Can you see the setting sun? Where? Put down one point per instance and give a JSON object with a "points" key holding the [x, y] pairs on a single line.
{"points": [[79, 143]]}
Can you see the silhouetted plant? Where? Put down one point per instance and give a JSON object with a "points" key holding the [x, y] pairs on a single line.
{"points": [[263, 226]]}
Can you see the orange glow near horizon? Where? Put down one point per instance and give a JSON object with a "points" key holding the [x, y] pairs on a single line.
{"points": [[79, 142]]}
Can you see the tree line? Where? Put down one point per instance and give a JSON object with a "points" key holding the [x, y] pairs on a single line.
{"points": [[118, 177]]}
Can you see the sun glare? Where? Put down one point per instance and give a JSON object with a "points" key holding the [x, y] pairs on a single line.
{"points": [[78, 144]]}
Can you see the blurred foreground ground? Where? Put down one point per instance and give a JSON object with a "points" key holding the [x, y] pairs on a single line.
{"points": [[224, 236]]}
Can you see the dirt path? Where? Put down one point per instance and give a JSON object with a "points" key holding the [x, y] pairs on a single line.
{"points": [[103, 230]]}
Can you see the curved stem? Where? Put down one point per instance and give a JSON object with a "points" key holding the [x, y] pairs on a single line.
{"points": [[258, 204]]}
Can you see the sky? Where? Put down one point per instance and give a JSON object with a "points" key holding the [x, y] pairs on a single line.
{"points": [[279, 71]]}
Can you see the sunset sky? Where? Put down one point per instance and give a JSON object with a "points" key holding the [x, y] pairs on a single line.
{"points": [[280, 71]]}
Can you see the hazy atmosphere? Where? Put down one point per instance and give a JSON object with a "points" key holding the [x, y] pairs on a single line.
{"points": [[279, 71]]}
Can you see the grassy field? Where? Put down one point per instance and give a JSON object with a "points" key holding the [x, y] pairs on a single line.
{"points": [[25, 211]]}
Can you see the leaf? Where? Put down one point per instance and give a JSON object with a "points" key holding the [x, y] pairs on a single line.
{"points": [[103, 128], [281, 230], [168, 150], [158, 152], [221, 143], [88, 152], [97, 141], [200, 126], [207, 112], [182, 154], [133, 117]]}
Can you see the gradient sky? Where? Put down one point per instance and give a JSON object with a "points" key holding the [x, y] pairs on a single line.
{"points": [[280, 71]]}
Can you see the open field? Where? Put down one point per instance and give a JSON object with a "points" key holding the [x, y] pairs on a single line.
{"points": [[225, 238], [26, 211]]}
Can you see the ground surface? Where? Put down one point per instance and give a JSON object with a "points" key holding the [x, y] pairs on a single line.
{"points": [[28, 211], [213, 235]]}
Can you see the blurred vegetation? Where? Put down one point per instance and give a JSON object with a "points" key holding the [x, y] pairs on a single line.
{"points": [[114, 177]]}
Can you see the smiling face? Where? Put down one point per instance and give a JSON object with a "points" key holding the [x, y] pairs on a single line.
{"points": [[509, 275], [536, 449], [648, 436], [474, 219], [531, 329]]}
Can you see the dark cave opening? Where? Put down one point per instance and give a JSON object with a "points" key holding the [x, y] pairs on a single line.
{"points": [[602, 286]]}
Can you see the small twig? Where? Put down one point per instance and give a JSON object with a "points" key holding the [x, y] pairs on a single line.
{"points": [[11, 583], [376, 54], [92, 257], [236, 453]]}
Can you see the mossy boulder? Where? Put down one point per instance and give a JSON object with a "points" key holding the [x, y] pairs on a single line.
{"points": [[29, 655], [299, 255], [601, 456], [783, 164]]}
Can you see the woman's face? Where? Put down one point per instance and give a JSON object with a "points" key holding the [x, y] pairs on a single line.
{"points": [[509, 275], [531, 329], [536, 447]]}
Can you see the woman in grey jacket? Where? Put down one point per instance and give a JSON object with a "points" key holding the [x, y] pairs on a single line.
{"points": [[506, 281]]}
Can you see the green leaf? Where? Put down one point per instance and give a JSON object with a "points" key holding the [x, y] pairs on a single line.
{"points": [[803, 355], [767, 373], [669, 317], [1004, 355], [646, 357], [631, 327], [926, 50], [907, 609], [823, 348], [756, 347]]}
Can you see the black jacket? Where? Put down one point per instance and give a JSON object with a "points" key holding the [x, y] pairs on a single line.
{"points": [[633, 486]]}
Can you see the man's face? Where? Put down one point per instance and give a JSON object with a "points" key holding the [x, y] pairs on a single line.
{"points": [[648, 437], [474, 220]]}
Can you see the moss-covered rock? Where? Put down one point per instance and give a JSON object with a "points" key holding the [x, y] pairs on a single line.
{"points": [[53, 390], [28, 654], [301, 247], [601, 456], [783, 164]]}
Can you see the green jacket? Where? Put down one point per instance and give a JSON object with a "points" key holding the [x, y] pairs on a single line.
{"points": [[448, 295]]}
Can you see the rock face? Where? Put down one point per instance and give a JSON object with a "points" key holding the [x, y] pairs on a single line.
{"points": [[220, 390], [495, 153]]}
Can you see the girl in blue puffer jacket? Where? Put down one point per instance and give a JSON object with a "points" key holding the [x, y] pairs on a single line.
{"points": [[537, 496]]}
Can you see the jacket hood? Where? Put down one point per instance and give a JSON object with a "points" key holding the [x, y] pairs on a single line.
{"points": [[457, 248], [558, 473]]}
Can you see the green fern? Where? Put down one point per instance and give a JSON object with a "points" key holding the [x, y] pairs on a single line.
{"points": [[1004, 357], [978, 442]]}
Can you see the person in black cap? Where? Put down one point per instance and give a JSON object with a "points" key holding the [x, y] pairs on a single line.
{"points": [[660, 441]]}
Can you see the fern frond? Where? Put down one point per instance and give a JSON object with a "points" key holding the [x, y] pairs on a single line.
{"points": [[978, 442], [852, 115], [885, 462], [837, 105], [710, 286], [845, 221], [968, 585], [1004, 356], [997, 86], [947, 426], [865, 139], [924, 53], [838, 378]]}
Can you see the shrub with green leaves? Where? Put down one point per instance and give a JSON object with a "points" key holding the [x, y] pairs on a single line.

§ **Work instructions**:
Set down every one of the records above again, word for word and in the same order.

§ **Task output**:
Can you see the setting sun? Where? Put down one point per instance and give a JSON object with a "points" key holding the [x, y] pairs on a single line.
{"points": [[79, 143]]}
Can you see the silhouetted plant? Where? Put down one point per instance and give a JSON object with a "points" key holding the [x, y] pairs on a single line.
{"points": [[263, 226]]}
Can you see the orange glow near horizon? Where? Put down one point per instance and give a JSON object with a "points" key holding the [x, y] pairs on a single line.
{"points": [[79, 142]]}
Can you see the tree line? Where? Put down one point per instance and give a JSON object with a "points" key holding the [x, y] pairs on a single line.
{"points": [[118, 177]]}
Can you see the sun glare? Where? Put down one point per instance and give a JSON object with a "points" key holding the [x, y] pairs on a single line.
{"points": [[78, 144]]}
Can you see the blurred foreground ground? Where? Put down one point per instance and give a JSON object with a "points" key holding the [x, y] pairs on a single line.
{"points": [[224, 236]]}
Can you see the dirt path? Where? Put down one point per instance and give a JSON object with a "points" key holding the [x, y] pairs on a single line.
{"points": [[103, 230]]}
Can you see the curved stem? Where? Put down one point per instance and give a JSON object with a "points" key holding the [x, y] pairs on a single line.
{"points": [[258, 204]]}
Can you see the sky? Where? Put down one point per instance and give a JSON object with a "points" key holding the [x, y] pairs on a single line.
{"points": [[279, 71]]}
Can you see the sunset sky? Where? Put down one point per instance and give a JSON object with a "points" key holding the [x, y] pairs on a single line.
{"points": [[280, 71]]}
Can you see the hazy atmosphere? Where? Put down one point per instance and give a JSON object with a "points" key holding the [x, y] pairs on a single line.
{"points": [[279, 71]]}
Can you see the grassy field? Where? Put down one point per instance and give a JSON object with a "points" key holding the [x, y] pairs on a single line.
{"points": [[25, 211]]}
Can you see the leaf? Where? Put down one point per instance and give a JSON object with a "points" key holding the [x, y] pairs on a single line.
{"points": [[103, 128], [281, 230], [168, 150], [158, 152], [221, 143], [88, 152], [97, 141], [200, 126], [207, 112], [182, 154], [133, 117]]}
Can you see the gradient sky? Where? Put down one point per instance and give a JSON object with a "points" key holding the [x, y] pairs on a single line.
{"points": [[280, 71]]}
Can you see the open field? Where? Put down one point per instance and give a JSON object with a "points" key holding the [x, y] pairs on a single line.
{"points": [[225, 238], [26, 211]]}
Can you see the ground surface? Where? Put down one point per instance and give a JSON object with a "points" key holding the [x, y] pairs on a single line.
{"points": [[28, 211], [213, 235]]}
Can you see the blurred vegetation? Where? Put down one point per instance and give a JSON object with a "points" key holding the [x, y] pairs on a single line.
{"points": [[114, 177]]}
Can you see the smiling face? Where? Put down one point per instance and give a JSON object with a "points" key holding the [x, y] pairs on a single line.
{"points": [[509, 275], [536, 449], [648, 436], [474, 219], [531, 329]]}
Can you see the dark cave opening? Where? Put down one point per instance and give a JSON object with a "points" key holding the [x, y] pairs on a single line.
{"points": [[602, 286]]}
Can you see the small twig? Where? Put down one point per instance and give a JSON object with a "points" key holding the [x, y] pairs on a single line.
{"points": [[11, 583], [376, 54], [92, 257], [236, 453]]}
Can you see the mossy boulder? Where? Put down one point per instance and give a JSON object with a "points" key holding the [x, y] pairs on a single line.
{"points": [[29, 655], [299, 255], [601, 456], [783, 164]]}
Can you see the woman's face? Where? Put down one point per instance and give a JSON object with a "points" key holding the [x, y] pairs on a single line.
{"points": [[509, 275], [531, 329], [536, 447]]}
Can you see the woman in grey jacket? Where? Put down one point per instance and give a JSON object with a "points" key holding the [x, y] pairs on a single line.
{"points": [[506, 281]]}
Can you see the green leaf? Where? Put down one point per instance and give a JSON object with a "points" key holding the [x, y] pairs on a single line.
{"points": [[803, 355], [767, 373], [669, 317], [1004, 355], [646, 357], [631, 327], [926, 50], [907, 609], [823, 348], [756, 347]]}
Can you see the black jacket? Where? Put down one point per instance and give a JSON object with a "points" key holding the [x, y] pairs on a single line.
{"points": [[633, 486]]}
Can you see the man's face? Where? Put down one point per instance and give a JSON object with a "points" key holding the [x, y] pairs on a single line.
{"points": [[648, 437], [474, 220]]}
Can you see the moss-covered rock? Where? Put down one point per instance and give a JSON object with a "points" key holding the [x, y] pairs on a single line.
{"points": [[53, 390], [28, 654], [301, 247], [601, 456], [783, 164]]}
Can you see the green jacket? Where? Put down one point per instance and give a JSON object with a "points" key holding the [x, y] pairs on a single line.
{"points": [[448, 295]]}
Can you see the rock face? Where? Put down one point per instance and give a JSON object with a "points" key holding the [x, y] pairs on a single line.
{"points": [[220, 390], [495, 153]]}
Can you see the girl in blue puffer jacket? Where? Put down one point per instance and give a JSON object with a "points" key holding the [x, y] pairs on a single line.
{"points": [[537, 496]]}
Can you see the jacket hood? Where? Put down one point per instance and give a JSON object with a "points" key holding the [x, y] pairs on a single line.
{"points": [[457, 248], [558, 473]]}
Can you see the green fern? Where? Put down one point per instance and give a JSON object with a "points" key holding the [x, y] pairs on a single line.
{"points": [[1004, 357], [978, 442]]}
Can you see the person in black cap? Where? Put down one point per instance and give a JSON object with a "points" key holding the [x, y] pairs on a single line.
{"points": [[660, 441]]}
Can you see the fern frond? Where? Put down one point per instance and give a JSON object with a "points" key holding the [x, y] pairs on a single line.
{"points": [[978, 442], [852, 115], [885, 462], [837, 105], [710, 286], [845, 221], [968, 585], [1004, 356], [997, 86], [947, 426], [865, 139], [924, 53], [838, 378]]}
Can you see the shrub with green leaves? Where? Put down one point per instance and give a JSON object with a "points" key holding the [x, y] pairs on a single line.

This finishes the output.